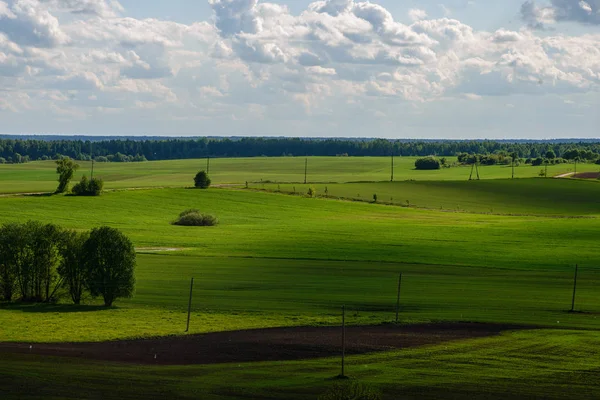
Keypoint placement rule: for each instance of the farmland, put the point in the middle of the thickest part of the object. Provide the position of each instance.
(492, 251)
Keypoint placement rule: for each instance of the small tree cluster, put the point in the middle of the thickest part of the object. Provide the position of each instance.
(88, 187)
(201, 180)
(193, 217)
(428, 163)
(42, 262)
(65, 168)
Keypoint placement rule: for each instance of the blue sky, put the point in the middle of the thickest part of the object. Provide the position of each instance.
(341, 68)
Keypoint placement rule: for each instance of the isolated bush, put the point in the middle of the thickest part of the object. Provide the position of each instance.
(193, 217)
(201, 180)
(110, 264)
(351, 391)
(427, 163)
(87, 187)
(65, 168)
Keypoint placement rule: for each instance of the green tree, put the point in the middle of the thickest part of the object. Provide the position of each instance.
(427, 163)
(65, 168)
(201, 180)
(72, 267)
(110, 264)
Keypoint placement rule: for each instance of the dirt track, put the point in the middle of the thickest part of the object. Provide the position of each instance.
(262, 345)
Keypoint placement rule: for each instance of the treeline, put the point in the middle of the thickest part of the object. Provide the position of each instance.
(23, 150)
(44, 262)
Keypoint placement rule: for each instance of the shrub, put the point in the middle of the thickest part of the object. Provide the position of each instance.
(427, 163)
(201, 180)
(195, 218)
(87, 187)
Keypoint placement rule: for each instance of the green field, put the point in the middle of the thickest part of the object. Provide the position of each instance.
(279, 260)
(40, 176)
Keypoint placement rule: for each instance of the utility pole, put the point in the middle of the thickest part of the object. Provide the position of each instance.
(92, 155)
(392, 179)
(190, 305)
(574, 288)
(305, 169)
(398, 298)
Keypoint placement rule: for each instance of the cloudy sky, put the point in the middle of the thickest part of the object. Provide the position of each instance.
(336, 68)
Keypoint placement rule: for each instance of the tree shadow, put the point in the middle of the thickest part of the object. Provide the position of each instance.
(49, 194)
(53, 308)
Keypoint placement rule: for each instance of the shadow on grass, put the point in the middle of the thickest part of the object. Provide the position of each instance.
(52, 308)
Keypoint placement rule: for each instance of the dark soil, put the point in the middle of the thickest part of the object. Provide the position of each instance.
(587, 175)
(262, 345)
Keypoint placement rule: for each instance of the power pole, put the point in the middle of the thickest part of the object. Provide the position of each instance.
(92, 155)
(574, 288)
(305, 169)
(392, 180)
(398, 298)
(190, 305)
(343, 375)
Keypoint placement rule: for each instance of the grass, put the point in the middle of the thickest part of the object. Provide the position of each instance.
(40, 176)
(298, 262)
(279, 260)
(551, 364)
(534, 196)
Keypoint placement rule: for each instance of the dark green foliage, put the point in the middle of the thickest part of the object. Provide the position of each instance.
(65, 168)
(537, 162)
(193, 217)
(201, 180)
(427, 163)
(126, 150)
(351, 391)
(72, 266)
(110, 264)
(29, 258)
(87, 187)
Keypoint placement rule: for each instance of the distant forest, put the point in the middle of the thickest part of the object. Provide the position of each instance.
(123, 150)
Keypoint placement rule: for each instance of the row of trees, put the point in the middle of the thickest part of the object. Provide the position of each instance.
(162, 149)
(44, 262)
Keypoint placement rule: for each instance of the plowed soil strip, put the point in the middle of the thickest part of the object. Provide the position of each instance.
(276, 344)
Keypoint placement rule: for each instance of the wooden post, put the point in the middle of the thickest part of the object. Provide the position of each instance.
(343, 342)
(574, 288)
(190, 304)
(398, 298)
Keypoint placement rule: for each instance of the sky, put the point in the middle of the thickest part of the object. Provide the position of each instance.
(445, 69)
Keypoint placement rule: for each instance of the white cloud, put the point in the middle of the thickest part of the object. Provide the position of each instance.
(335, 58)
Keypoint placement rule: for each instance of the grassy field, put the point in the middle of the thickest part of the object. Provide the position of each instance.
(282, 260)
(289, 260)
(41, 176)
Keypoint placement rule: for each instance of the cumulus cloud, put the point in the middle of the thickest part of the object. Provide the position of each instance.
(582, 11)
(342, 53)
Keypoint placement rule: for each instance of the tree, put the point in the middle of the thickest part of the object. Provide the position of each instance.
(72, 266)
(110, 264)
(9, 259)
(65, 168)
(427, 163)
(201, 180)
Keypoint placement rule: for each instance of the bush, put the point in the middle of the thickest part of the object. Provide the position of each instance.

□ □ □

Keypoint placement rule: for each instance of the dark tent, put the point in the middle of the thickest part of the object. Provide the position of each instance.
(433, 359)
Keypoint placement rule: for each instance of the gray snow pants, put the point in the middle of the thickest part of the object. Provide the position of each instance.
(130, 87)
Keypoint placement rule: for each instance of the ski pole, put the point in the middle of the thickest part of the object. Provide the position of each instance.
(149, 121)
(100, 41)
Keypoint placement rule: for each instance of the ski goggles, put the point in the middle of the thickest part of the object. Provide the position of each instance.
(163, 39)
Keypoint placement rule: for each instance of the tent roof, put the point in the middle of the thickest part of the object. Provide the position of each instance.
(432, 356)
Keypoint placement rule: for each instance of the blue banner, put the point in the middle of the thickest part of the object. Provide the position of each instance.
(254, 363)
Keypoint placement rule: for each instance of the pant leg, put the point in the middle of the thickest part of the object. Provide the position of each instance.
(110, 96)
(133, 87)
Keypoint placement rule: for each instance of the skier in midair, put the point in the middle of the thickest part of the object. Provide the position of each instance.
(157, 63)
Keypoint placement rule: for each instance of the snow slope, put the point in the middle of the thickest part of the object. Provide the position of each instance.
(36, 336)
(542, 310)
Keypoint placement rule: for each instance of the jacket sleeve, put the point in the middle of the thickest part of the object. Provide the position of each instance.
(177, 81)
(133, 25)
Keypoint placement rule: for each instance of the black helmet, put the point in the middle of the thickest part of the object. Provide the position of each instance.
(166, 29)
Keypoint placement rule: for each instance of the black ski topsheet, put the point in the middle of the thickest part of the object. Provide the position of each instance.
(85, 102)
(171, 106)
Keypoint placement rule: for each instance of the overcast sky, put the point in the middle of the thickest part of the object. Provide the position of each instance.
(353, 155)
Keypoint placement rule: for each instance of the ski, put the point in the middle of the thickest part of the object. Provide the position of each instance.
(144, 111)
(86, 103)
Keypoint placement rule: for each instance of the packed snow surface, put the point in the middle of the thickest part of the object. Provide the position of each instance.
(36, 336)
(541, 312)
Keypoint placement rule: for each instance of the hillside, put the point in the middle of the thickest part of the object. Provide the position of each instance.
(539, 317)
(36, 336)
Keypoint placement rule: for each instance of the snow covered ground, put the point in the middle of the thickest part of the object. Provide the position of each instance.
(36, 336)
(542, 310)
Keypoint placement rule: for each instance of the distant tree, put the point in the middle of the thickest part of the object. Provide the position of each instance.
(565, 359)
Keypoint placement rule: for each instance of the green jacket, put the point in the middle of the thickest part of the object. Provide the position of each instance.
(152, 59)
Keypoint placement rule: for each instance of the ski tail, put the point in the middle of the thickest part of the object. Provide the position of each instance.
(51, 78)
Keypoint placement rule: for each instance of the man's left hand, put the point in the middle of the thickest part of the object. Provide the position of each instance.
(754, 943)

□ □ □

» Given request: Return every line of the records that contains the word "field", matching case exactly.

» Result:
Keypoint placement rule: for each instance of the green field, put the point in the middle of the thickest part of the object. Provide the position of each instance.
Keypoint placement rule: for each instance of the grassy field, put the point in the middle of the thickest part of the object. Provide the position of each instance.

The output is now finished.